====== Data shown

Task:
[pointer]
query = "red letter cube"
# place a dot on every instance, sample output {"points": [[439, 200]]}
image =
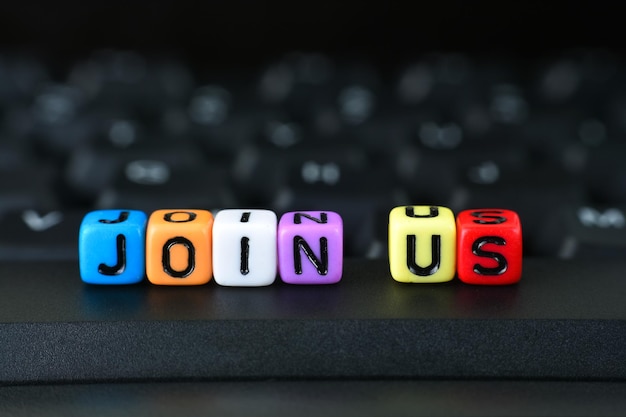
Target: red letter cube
{"points": [[489, 247]]}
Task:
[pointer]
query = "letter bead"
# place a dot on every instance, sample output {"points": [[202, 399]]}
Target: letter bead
{"points": [[178, 247], [310, 247], [244, 247], [111, 247], [489, 247], [422, 244]]}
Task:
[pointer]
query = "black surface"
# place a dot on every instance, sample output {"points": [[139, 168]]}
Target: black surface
{"points": [[319, 398], [562, 321]]}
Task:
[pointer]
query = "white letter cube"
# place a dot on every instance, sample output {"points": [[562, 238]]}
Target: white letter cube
{"points": [[244, 247]]}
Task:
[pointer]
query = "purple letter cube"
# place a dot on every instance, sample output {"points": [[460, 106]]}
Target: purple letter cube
{"points": [[310, 247]]}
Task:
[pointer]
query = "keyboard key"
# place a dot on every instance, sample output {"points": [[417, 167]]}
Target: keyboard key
{"points": [[32, 234], [585, 232]]}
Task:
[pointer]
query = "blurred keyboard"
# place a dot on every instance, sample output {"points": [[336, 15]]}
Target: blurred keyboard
{"points": [[120, 129]]}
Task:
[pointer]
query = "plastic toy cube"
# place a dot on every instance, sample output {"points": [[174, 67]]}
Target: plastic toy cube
{"points": [[310, 247], [489, 247], [178, 247], [111, 247], [422, 244], [244, 247]]}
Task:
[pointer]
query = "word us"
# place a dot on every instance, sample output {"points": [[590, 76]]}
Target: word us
{"points": [[245, 247]]}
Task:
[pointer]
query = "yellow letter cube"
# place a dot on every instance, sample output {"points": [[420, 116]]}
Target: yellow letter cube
{"points": [[422, 244]]}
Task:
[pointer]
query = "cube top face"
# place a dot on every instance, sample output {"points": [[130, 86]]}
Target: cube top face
{"points": [[245, 247], [422, 244], [489, 247], [111, 247], [310, 247], [179, 246]]}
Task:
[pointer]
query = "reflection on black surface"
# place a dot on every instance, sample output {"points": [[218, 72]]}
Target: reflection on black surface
{"points": [[103, 302]]}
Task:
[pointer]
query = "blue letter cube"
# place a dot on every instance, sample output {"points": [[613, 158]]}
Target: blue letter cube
{"points": [[111, 247]]}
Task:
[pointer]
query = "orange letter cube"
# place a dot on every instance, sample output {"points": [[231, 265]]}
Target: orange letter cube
{"points": [[178, 247], [489, 247]]}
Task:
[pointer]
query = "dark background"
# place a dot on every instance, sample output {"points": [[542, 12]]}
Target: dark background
{"points": [[220, 32]]}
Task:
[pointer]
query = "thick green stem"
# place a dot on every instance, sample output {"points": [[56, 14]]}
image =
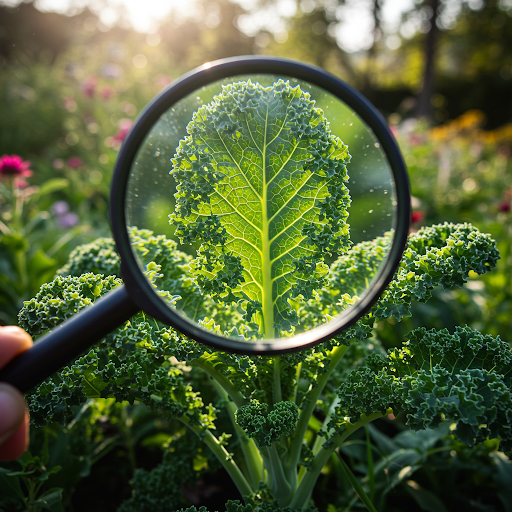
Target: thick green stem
{"points": [[306, 413], [279, 485], [297, 380], [222, 455], [278, 397], [308, 482], [252, 456]]}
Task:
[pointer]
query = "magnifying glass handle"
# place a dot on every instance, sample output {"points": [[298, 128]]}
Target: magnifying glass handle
{"points": [[68, 340]]}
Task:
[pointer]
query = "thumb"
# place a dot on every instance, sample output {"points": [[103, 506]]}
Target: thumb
{"points": [[13, 422]]}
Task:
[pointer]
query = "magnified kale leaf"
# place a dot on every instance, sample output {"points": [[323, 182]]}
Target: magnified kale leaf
{"points": [[261, 187]]}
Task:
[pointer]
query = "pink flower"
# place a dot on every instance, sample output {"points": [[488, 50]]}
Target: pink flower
{"points": [[75, 162], [14, 166], [124, 128], [416, 140], [89, 87], [106, 92], [416, 217], [20, 183], [504, 206]]}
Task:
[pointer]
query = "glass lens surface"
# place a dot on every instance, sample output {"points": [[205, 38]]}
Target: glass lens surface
{"points": [[261, 207]]}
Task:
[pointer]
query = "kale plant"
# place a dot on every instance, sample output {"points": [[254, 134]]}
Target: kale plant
{"points": [[266, 202], [287, 415], [262, 189]]}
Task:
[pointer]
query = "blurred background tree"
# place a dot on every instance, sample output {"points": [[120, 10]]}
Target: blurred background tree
{"points": [[74, 74]]}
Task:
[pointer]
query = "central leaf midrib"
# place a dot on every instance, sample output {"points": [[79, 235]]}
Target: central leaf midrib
{"points": [[267, 299]]}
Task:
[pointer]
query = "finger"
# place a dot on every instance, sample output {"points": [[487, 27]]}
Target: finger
{"points": [[13, 421], [17, 443], [13, 341]]}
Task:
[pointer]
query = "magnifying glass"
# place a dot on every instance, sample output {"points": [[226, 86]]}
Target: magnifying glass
{"points": [[284, 202]]}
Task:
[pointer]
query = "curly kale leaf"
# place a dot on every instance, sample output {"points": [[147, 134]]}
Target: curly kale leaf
{"points": [[98, 257], [62, 298], [264, 427], [261, 186], [131, 363], [253, 506], [464, 378], [161, 489], [440, 255]]}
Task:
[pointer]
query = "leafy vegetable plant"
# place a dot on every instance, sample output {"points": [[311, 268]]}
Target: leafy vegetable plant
{"points": [[261, 187], [274, 423], [288, 414]]}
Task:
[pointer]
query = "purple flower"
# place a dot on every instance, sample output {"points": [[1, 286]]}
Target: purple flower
{"points": [[14, 167], [68, 220], [75, 162], [60, 208]]}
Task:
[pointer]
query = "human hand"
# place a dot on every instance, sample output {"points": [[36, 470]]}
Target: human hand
{"points": [[14, 418]]}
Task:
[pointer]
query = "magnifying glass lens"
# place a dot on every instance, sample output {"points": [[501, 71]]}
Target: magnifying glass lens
{"points": [[277, 203]]}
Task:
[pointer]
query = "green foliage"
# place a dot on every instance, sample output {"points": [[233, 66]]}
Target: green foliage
{"points": [[261, 186], [161, 489], [265, 427], [267, 406]]}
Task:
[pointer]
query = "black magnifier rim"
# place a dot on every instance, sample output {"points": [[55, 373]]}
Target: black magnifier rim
{"points": [[141, 290]]}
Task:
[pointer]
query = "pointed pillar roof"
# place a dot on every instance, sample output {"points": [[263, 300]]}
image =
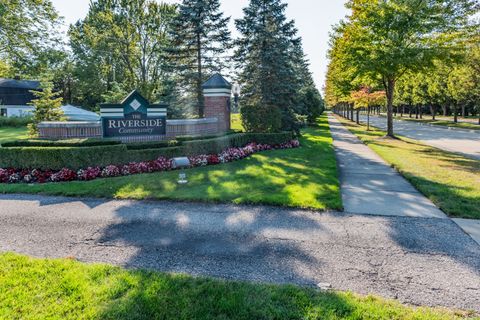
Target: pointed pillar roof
{"points": [[217, 81]]}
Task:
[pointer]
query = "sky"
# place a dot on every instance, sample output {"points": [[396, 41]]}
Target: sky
{"points": [[313, 19]]}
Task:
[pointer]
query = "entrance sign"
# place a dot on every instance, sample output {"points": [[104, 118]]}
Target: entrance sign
{"points": [[133, 117]]}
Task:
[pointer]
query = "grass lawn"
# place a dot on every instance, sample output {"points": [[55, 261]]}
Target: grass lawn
{"points": [[304, 177], [12, 133], [449, 180], [65, 289]]}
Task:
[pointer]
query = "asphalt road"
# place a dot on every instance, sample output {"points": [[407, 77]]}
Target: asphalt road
{"points": [[460, 141], [424, 261]]}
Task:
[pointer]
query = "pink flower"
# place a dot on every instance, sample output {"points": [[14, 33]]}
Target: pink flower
{"points": [[160, 164]]}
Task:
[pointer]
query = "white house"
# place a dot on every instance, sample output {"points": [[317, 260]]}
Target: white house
{"points": [[15, 96]]}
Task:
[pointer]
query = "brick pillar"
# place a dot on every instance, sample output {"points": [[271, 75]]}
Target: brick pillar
{"points": [[217, 92]]}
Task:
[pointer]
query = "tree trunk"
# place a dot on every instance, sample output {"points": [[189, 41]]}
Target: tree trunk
{"points": [[390, 89], [199, 89], [433, 111], [368, 118]]}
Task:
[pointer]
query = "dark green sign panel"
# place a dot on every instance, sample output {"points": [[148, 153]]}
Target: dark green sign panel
{"points": [[133, 117]]}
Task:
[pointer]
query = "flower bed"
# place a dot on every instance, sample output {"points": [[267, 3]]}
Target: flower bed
{"points": [[161, 164]]}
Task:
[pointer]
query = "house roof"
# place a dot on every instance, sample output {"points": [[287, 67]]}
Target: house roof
{"points": [[17, 92], [217, 82], [19, 84], [73, 113]]}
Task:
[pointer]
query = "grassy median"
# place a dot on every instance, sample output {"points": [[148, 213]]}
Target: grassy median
{"points": [[449, 180], [65, 289], [445, 122], [305, 177]]}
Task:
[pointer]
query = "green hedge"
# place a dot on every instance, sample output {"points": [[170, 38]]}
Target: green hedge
{"points": [[57, 157], [90, 142], [152, 145], [15, 121]]}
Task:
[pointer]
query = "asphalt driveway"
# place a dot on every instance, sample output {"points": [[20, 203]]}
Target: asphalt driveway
{"points": [[454, 140], [426, 261]]}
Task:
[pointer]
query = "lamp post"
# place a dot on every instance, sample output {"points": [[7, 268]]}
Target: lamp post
{"points": [[236, 93]]}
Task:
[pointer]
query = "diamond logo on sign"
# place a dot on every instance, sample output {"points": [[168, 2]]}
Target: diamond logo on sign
{"points": [[135, 104], [135, 116]]}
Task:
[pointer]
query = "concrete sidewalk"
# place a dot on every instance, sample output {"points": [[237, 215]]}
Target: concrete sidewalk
{"points": [[418, 261], [371, 186]]}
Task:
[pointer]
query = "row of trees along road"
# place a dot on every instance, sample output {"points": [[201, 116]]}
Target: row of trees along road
{"points": [[166, 52], [416, 51]]}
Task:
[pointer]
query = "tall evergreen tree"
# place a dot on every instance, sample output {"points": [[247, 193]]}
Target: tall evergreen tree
{"points": [[201, 40], [266, 57]]}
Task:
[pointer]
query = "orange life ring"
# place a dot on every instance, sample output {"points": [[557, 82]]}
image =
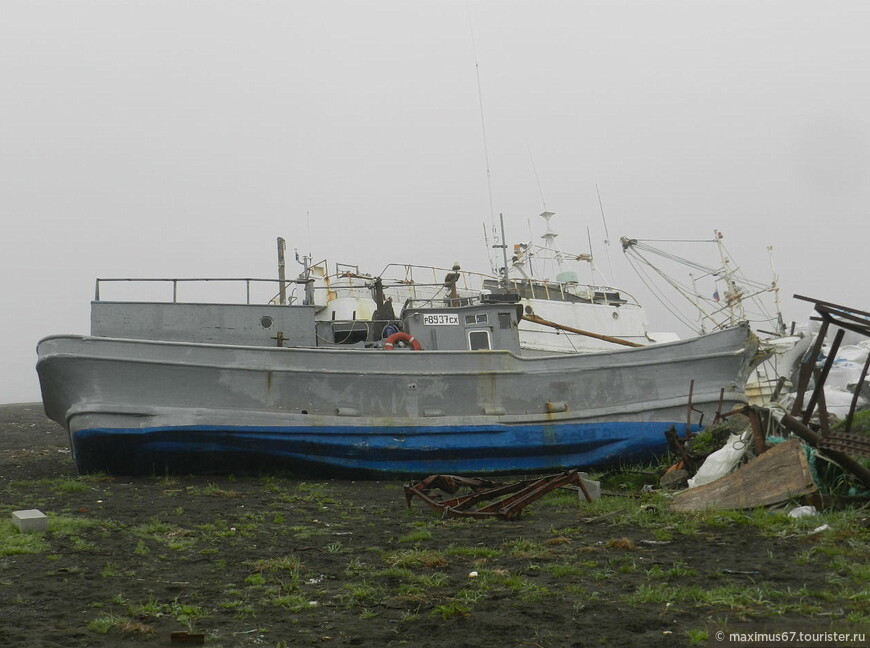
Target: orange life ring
{"points": [[402, 337]]}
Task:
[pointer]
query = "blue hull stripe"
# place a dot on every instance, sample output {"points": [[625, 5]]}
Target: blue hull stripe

============

**Work request**.
Count every line in the listing above where the string "stripe" occurs, and report the count and nothing more.

**Result of the task**.
2